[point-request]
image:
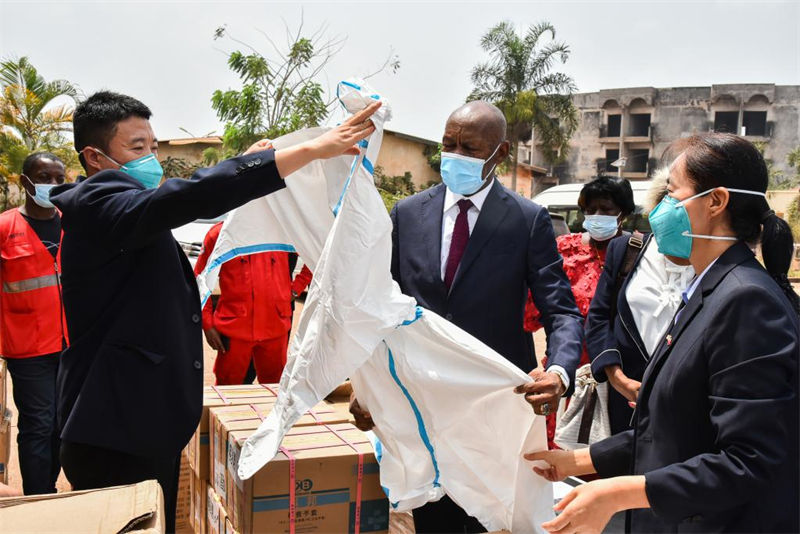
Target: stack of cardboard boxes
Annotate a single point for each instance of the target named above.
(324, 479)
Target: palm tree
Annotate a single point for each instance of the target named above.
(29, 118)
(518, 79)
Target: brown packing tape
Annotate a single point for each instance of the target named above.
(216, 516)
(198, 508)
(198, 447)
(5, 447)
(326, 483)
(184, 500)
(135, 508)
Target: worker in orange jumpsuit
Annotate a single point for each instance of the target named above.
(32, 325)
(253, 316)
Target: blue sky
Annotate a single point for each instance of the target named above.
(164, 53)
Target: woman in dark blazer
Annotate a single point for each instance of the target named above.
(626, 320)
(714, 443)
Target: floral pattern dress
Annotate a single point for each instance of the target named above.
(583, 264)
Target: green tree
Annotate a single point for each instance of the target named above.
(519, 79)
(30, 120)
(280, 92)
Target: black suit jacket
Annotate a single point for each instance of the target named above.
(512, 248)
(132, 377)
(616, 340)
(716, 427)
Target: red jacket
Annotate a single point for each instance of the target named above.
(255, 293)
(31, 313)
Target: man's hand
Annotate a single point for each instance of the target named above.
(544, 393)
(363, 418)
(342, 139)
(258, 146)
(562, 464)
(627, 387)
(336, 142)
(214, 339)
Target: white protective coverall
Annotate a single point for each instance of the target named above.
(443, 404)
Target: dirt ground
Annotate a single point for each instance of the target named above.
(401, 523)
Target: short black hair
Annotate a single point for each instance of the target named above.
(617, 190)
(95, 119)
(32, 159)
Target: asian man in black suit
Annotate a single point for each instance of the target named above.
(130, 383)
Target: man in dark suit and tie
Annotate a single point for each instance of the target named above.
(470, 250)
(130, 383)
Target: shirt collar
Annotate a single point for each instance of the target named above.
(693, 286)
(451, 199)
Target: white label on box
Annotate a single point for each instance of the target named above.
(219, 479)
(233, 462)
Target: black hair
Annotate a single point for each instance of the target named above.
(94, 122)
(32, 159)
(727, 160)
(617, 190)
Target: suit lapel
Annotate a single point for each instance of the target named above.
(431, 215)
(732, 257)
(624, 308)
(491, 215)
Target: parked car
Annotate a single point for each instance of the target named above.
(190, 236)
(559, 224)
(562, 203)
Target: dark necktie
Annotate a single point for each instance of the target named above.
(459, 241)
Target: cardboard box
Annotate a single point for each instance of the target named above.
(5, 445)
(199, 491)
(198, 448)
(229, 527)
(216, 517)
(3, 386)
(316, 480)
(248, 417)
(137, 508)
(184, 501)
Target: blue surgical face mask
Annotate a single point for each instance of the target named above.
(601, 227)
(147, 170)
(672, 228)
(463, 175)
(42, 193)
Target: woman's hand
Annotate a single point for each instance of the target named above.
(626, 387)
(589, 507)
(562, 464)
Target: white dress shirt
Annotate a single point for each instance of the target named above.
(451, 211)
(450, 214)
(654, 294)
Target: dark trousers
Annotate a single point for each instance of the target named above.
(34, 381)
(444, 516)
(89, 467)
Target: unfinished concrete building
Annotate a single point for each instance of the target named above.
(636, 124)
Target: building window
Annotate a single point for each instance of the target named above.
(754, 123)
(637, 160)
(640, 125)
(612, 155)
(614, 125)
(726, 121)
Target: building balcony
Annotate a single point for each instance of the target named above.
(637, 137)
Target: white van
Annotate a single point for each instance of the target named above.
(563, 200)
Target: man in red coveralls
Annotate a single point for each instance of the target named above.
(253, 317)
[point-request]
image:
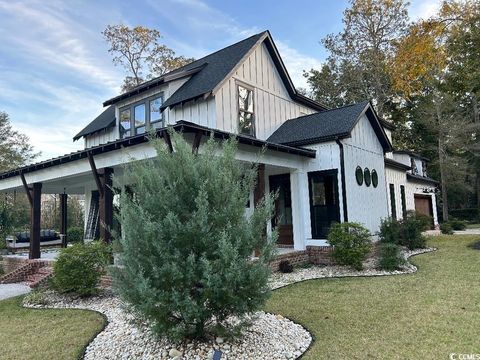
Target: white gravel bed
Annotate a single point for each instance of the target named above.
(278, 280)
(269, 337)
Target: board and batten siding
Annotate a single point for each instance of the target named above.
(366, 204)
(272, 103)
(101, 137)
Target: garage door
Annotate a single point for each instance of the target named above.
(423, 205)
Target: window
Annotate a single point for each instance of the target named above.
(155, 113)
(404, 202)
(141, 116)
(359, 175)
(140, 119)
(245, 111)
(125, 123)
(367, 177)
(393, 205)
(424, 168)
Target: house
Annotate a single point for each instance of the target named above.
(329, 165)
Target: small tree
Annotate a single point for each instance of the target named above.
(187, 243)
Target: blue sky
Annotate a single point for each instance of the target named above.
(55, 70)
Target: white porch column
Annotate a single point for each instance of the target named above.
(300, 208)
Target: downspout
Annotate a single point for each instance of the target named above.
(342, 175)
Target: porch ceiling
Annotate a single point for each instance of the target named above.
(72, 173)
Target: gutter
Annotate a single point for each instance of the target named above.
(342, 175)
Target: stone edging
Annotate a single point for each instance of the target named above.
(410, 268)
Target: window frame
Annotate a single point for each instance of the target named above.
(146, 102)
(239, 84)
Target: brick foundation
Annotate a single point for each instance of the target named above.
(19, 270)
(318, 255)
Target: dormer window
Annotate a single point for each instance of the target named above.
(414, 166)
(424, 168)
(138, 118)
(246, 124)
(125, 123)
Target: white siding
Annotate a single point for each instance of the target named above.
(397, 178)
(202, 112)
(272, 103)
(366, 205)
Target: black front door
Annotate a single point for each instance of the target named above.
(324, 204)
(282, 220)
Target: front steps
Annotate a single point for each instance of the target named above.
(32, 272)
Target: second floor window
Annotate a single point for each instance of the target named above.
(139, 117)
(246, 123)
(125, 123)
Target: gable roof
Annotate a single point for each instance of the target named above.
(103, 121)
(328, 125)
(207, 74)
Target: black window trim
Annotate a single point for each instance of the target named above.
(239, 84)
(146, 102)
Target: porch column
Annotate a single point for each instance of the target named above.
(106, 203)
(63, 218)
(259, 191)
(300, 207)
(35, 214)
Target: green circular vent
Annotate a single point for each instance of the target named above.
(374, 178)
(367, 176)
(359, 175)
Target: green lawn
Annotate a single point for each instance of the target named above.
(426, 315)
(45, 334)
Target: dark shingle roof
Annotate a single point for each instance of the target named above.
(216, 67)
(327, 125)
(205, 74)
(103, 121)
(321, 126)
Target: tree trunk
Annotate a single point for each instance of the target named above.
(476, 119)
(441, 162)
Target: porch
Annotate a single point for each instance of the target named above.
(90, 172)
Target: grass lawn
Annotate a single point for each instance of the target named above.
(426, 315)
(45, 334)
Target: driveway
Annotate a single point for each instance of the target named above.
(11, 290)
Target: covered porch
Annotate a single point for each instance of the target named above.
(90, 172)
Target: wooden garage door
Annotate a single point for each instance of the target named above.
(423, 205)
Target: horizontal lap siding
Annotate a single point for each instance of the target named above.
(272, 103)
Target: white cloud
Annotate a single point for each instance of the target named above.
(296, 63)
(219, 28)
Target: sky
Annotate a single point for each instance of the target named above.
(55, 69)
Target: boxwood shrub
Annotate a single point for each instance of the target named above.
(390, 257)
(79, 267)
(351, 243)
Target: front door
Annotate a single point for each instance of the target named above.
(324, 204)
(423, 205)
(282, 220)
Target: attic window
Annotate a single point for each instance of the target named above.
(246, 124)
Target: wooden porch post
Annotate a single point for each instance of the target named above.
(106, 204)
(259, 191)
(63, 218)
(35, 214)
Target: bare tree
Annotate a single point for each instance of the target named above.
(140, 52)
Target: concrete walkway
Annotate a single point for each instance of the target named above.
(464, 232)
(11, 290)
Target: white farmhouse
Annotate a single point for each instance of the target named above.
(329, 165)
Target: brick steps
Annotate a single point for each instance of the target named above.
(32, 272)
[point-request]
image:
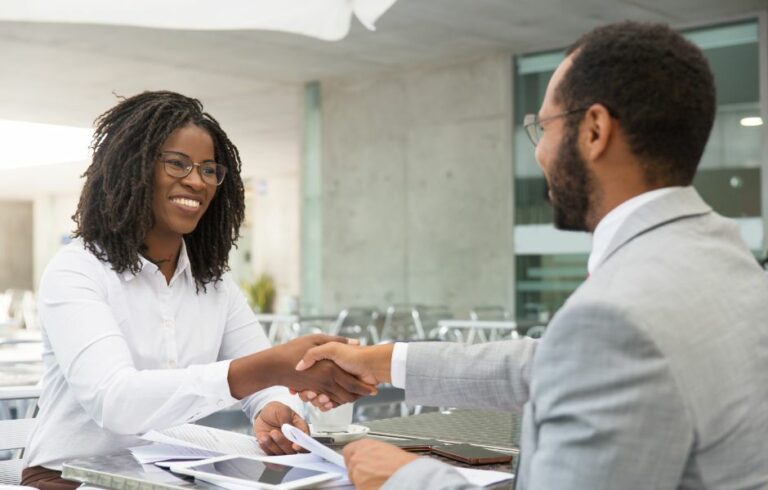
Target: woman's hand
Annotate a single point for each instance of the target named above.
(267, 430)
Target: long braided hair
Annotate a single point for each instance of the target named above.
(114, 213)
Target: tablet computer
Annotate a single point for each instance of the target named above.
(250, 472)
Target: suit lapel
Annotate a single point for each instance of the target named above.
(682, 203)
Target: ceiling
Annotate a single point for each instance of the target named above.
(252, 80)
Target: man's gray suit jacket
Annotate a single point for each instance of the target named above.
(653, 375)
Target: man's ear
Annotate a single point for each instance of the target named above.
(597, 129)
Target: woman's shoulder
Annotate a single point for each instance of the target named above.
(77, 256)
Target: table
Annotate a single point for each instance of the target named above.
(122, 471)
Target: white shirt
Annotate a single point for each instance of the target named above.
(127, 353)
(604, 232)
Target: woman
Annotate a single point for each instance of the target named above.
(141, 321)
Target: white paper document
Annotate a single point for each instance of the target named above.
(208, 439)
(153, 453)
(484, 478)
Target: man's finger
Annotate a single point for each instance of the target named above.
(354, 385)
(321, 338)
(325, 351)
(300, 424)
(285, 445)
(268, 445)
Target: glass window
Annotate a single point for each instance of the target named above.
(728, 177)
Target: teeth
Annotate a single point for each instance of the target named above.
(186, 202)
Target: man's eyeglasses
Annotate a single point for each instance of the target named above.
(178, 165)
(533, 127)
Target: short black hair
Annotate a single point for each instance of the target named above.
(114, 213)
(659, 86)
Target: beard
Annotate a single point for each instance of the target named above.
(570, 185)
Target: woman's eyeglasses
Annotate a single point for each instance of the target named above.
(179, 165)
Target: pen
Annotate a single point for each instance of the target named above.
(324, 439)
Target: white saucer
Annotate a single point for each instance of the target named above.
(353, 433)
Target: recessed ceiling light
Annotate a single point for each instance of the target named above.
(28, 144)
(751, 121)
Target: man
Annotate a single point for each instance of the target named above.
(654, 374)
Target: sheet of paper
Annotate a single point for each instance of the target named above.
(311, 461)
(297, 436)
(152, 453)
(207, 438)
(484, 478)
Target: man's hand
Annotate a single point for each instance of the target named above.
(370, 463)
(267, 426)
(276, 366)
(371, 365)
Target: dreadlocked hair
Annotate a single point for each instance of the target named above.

════════════════════

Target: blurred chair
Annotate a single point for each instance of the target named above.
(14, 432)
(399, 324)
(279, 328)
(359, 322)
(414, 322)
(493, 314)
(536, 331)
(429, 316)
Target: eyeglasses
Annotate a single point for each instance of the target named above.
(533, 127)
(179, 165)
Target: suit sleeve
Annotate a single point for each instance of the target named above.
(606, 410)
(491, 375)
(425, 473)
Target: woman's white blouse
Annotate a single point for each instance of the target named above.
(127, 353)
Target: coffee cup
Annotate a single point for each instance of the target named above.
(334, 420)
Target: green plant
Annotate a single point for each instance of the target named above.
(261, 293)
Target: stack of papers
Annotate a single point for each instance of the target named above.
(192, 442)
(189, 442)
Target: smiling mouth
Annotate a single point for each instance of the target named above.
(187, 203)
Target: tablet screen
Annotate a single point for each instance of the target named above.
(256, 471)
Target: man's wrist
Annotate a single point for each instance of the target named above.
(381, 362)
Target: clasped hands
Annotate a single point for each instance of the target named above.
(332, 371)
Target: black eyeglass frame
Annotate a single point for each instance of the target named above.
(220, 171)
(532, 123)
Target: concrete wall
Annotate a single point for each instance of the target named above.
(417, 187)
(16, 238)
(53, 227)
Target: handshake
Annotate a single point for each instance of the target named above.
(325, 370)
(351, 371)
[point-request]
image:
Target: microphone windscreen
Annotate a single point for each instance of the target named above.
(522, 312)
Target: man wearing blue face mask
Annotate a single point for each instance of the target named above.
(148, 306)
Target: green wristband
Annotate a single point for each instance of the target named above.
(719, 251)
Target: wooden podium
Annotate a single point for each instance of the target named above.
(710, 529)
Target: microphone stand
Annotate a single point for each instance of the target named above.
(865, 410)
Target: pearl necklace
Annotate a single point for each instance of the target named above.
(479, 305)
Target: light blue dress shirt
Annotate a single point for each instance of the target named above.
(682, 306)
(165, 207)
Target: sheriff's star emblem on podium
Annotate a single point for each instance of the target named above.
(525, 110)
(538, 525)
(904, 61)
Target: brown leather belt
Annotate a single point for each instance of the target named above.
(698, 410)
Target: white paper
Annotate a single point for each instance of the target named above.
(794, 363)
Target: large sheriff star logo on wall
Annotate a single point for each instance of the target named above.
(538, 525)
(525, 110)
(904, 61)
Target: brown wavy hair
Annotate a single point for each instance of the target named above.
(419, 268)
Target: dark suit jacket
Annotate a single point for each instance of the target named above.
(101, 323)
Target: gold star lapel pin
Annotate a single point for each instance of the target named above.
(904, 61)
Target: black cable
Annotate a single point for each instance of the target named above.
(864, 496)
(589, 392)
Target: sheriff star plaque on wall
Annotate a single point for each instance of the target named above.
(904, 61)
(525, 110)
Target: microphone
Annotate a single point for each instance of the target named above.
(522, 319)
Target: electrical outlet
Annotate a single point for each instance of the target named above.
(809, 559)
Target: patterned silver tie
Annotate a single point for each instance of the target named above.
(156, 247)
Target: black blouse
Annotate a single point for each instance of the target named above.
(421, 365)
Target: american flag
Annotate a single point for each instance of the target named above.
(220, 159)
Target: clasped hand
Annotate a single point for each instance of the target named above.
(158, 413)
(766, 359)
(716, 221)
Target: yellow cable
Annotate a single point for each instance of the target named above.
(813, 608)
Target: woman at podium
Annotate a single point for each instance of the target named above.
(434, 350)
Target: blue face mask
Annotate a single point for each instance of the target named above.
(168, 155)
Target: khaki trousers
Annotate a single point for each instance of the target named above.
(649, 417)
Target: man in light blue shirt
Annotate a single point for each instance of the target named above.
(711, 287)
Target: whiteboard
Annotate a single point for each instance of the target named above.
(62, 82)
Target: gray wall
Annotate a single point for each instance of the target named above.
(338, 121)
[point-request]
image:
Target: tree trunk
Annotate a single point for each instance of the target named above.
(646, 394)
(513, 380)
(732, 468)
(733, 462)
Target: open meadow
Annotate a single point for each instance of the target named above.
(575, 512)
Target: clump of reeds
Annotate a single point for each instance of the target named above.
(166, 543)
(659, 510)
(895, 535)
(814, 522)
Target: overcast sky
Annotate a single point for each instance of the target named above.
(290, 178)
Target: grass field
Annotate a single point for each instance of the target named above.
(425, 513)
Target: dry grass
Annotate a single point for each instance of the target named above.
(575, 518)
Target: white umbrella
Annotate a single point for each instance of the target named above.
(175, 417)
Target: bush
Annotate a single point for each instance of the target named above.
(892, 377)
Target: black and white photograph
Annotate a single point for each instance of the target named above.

════════════════════

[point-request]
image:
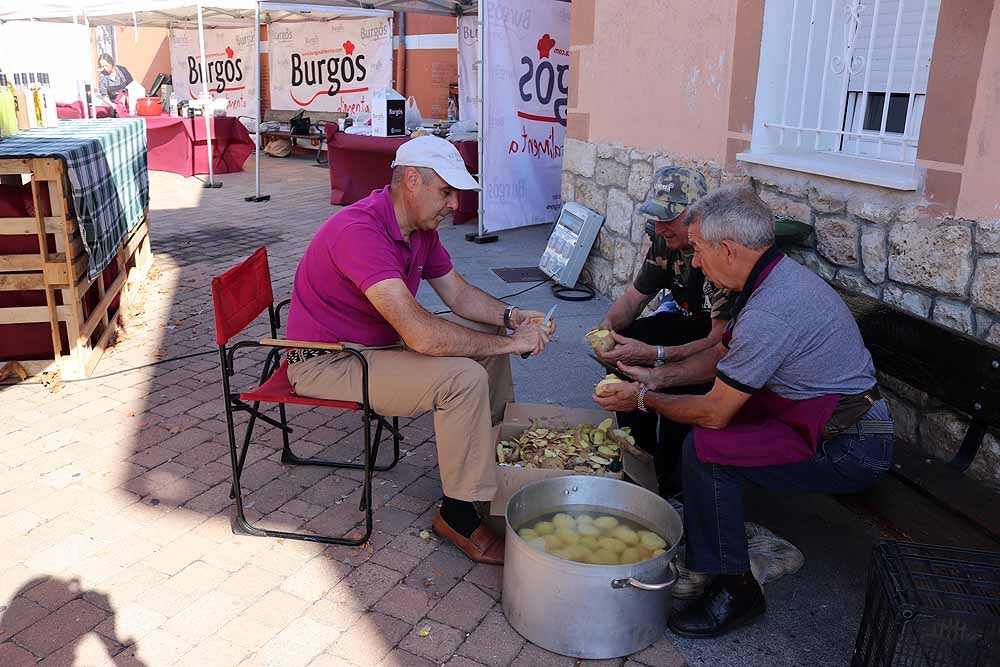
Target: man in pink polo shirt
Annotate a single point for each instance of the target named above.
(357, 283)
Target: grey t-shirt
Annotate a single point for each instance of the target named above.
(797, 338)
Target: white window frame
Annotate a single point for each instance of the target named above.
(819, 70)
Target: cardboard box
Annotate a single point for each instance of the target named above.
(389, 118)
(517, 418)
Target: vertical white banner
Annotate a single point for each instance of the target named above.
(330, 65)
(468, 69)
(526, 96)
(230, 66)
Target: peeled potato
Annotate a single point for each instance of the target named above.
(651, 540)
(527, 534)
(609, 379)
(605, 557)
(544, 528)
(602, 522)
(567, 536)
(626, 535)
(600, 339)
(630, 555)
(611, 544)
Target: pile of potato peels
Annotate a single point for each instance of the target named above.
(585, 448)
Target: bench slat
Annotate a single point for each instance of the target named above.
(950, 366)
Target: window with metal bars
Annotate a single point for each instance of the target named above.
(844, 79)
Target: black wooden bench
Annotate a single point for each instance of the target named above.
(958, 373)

════════════════════

## [Exercise]
Copy out every line from the material above in which the word "microphone" appears.

## [Worked solution]
Target: microphone windscreen
Target: microphone stand
Target: microphone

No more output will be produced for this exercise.